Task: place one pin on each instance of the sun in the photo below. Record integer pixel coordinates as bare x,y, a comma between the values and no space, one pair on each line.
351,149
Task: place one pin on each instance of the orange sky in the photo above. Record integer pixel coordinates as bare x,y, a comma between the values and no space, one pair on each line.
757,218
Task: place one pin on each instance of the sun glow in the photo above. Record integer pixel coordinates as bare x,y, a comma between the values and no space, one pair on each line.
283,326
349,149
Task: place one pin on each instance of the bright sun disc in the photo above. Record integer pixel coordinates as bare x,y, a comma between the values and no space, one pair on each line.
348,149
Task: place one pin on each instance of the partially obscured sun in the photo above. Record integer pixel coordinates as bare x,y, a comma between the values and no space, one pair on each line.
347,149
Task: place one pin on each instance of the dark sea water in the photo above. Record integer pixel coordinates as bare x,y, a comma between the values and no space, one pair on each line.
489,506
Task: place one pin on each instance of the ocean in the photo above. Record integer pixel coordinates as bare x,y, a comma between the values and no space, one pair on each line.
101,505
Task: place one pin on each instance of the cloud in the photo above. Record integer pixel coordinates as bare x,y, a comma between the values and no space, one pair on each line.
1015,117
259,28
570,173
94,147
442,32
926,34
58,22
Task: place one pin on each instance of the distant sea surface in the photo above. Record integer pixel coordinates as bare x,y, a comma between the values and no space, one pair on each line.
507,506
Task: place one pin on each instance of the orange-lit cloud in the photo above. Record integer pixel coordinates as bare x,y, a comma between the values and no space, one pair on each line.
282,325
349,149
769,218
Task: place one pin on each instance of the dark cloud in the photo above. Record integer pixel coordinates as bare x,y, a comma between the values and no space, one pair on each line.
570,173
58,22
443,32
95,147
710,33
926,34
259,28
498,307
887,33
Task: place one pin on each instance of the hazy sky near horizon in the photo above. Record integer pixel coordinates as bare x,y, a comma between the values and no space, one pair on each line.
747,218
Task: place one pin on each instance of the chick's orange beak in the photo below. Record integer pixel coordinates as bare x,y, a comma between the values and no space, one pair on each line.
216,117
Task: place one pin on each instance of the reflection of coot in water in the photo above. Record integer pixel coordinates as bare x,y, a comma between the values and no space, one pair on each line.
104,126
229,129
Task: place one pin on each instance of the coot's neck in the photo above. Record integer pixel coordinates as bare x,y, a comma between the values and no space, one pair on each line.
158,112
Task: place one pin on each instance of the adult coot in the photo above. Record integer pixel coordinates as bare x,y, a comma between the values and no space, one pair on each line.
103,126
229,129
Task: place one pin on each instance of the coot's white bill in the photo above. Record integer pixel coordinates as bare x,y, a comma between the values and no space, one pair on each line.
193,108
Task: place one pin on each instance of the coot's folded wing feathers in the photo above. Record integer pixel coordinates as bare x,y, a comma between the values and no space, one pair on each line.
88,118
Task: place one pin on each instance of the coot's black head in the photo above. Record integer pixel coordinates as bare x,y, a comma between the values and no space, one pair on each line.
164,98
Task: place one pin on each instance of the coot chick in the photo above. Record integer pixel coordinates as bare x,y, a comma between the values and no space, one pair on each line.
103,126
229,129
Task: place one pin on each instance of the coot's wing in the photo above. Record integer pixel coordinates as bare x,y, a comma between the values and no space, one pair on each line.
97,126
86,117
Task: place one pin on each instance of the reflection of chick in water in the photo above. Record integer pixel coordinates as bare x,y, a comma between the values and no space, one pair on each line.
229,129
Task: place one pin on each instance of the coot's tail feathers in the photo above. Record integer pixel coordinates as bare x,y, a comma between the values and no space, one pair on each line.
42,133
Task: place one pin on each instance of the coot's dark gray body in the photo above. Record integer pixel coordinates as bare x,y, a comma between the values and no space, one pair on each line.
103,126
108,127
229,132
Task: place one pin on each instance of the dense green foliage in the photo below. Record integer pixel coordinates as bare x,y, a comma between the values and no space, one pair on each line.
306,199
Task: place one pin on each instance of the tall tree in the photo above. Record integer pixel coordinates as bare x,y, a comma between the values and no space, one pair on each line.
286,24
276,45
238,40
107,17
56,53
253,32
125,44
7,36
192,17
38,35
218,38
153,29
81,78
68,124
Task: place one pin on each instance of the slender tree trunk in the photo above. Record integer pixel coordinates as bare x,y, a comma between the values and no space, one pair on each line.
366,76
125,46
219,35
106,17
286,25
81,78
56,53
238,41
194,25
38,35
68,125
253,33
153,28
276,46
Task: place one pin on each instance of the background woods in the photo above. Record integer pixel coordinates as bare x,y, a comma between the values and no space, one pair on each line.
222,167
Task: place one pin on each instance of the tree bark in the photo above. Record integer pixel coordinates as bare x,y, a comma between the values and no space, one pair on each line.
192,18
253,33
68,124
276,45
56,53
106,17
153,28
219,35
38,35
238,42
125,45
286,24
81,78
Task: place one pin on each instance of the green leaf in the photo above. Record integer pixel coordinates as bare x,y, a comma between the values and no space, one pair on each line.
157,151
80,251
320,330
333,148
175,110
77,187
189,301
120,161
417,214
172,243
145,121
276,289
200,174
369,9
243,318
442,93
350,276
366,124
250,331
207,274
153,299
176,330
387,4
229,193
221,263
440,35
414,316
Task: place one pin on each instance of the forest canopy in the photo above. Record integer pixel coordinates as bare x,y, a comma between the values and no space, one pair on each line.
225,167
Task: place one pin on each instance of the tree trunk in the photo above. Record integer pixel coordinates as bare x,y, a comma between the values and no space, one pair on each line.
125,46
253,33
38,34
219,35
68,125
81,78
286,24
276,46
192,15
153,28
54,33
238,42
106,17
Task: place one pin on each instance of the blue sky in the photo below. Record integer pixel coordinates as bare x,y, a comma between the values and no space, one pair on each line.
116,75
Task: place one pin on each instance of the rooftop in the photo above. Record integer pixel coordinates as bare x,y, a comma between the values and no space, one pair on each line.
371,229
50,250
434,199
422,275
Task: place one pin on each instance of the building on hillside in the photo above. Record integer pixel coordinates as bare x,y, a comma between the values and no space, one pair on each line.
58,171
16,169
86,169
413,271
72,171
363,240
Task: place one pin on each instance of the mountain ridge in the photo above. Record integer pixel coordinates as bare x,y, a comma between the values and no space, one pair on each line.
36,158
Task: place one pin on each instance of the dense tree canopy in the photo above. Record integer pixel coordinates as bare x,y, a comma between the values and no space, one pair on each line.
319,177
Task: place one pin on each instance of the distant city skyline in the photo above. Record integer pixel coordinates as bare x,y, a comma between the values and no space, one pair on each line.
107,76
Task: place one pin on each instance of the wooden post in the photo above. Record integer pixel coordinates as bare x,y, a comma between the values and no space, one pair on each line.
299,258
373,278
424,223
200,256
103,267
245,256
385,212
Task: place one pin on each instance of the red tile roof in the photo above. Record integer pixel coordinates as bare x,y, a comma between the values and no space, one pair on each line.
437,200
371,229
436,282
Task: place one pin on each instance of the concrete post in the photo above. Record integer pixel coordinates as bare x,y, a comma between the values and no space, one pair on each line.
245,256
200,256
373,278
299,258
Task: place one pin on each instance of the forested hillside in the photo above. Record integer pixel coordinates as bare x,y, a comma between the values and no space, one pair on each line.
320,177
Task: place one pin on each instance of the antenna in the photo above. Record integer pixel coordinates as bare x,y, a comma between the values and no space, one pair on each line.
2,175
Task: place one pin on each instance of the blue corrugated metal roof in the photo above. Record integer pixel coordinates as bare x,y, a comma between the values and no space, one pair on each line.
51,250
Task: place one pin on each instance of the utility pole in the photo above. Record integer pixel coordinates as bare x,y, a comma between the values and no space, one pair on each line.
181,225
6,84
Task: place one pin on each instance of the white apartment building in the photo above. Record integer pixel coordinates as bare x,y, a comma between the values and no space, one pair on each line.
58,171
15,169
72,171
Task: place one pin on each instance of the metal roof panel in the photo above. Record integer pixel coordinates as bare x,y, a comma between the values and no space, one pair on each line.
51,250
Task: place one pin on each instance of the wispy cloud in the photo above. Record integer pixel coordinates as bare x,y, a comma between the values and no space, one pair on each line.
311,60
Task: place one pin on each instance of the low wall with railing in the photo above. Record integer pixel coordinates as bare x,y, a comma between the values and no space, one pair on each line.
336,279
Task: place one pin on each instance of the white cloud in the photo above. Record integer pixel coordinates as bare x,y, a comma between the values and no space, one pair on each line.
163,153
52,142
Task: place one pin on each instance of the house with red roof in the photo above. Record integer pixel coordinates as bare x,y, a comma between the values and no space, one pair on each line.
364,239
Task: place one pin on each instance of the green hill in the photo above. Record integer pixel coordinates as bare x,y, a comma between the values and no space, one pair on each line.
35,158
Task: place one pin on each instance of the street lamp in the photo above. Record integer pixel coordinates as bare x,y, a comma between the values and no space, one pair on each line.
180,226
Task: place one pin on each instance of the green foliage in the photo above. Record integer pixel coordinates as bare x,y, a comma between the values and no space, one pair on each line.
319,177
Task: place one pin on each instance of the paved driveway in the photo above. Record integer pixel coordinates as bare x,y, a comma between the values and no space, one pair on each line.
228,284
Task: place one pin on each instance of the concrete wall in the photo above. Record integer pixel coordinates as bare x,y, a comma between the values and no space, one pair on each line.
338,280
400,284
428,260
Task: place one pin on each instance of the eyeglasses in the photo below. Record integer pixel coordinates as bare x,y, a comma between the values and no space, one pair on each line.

+-------+

* REQUIRED WORK *
Copy out the part that opens with the line containing "Task: place one pin on each instance of the green foliage" and runs through the end of the items, changing "concrete wall" to "stone wall" and leaving everything else the same.

* PROBLEM SOLUTION *
Task: place one pin on each instance of the green foliage in the photo above. Record integer pixel coordinates as bare x,y, a comma between the values and no space, one pair on each line.
319,177
Task: place one pin on each instance of the paved driveway in the photo above. Record integer pixel coordinates as bare x,y, a comma between the values and no space, one pair on each line.
228,284
Task: place one pin on each instance of the stone wall in the photo above. Record integer pixel coordinates as bare x,y, a comma between the values and no space, one pair on each line.
338,280
400,284
428,260
Task: place one pin on each instance of the eyeglasses in the photo below. Record integer pixel coordinates as bare x,y, a comma between the values and no space, one pair on each line.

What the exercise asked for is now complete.